[AUSGANGSTEXT]
● ● ●
Einsatz: Der Ton wird eher direkt angesungen, statt eingeschwungen.

Lage: Im Pop singt man mehr in der Brust- oder Mittelstimme, da es um das Erzählen von Geschichten geht und dieser Stimmklang der Sprechstimme ähnlicher ist.

Bruch: Der Übergang zwischen den Registern kann hörbar abgesetzt, gemischt oder nahtlos sein. Man spielt auch mit dem Bruch.

Twang ist für den typischen Popklang verantwortlich. Es ist ein metallischer Klang, der durch Vordersitz und durch Verkleinerung der Öffnung des Kehlkopftrichters entsteht.

– Eher im populären Bereich: Belting, eine Gesangstechnik mit Twang, die soviel bedeutet wie, mit schmetternder Stimme zu singen und wird daher auch als sehr laut empfunden.

– Im Pop wird kaum Vibrato eingesetzt. Im Soul hingegen ist es nicht wegzudenken. Da unterscheiden sich auch die unterschiedlichen Genres im populären Bereich.
● ● ●
[Auszüge aus Zeigedaten]
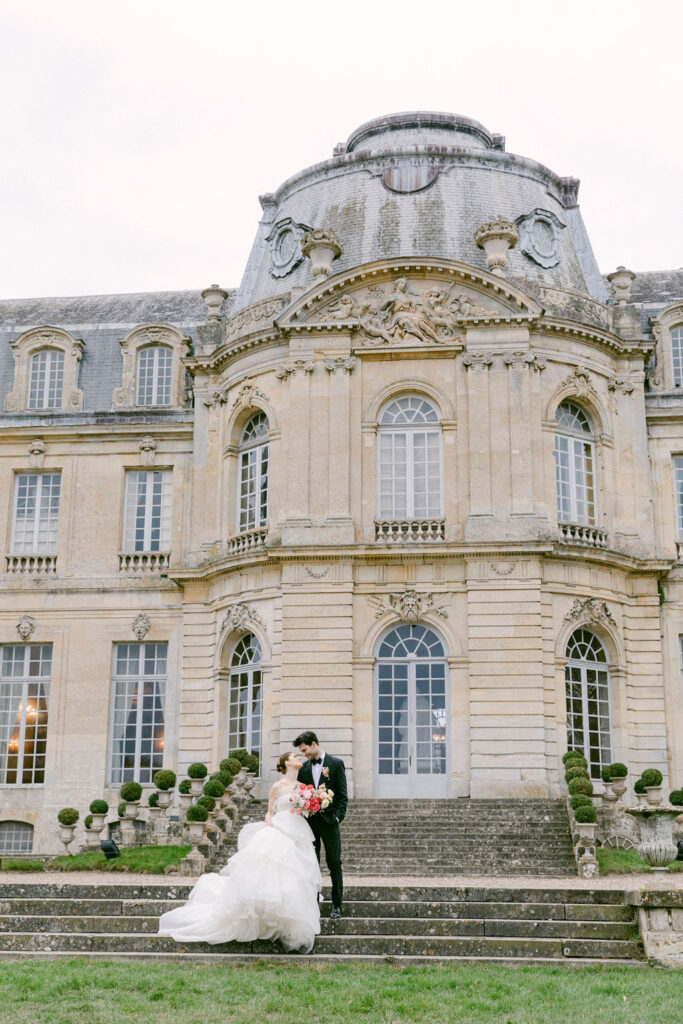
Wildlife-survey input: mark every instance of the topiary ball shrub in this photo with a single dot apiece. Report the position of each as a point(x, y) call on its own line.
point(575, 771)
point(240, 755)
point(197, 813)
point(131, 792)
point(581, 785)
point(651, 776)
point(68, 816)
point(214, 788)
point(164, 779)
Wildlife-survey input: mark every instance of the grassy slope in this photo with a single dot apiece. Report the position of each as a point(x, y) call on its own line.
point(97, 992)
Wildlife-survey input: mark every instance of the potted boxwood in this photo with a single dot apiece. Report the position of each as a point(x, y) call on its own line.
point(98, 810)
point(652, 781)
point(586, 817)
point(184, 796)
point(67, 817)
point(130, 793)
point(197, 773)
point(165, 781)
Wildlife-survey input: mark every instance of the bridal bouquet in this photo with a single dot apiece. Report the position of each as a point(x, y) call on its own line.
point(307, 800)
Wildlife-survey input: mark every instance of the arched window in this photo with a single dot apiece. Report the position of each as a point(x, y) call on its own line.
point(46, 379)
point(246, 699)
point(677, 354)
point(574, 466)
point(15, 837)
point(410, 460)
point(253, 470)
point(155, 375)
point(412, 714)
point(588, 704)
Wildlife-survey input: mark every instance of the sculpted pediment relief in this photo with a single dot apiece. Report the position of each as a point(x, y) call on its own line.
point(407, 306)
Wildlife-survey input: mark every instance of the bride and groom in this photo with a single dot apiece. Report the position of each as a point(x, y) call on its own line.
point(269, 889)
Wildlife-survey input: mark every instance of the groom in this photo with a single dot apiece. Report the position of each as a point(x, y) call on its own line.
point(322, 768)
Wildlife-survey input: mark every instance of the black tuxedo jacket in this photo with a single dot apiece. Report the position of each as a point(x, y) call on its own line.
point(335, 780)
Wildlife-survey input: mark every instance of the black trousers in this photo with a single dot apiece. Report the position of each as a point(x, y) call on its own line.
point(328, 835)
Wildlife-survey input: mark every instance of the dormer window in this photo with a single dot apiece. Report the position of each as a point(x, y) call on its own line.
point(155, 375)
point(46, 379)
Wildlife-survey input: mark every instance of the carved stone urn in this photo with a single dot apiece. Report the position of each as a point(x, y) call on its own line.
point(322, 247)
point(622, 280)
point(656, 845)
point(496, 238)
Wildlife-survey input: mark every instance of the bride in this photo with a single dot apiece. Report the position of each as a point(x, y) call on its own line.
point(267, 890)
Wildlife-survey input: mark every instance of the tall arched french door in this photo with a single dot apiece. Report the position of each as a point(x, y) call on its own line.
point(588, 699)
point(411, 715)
● ● ●
[ÜBUNGSAUFGABEN]
1. Übersetzen Sie diesen Satz aus dem Ausgangstext über Popgesang ins Englische: „Im Pop singt man mehr in der Brust- oder Mittelstimme, da es um das Erzählen von Geschichten geht und dieser Stimmklang der Sprechstimme ähnlicher ist.“
2. Fassen Sie im Ausgangstext den Absatz, der mit „Twang ist für“ beginnt, als kurze Stichpunktliste zusammen.

[LÖSUNGEN NACH AUFGABEN]
1. In pop, singers sing more in the chest or middle voice, since it is about telling stories and this vocal sound is closer to the speaking voice.

2.
- Twang sorgt für den typischen Popklang.
- Er ist ein metallischer Klang.
- Er entsteht durch Vordersitz und eine verkleinerte Öffnung des Kehlkopftrichters.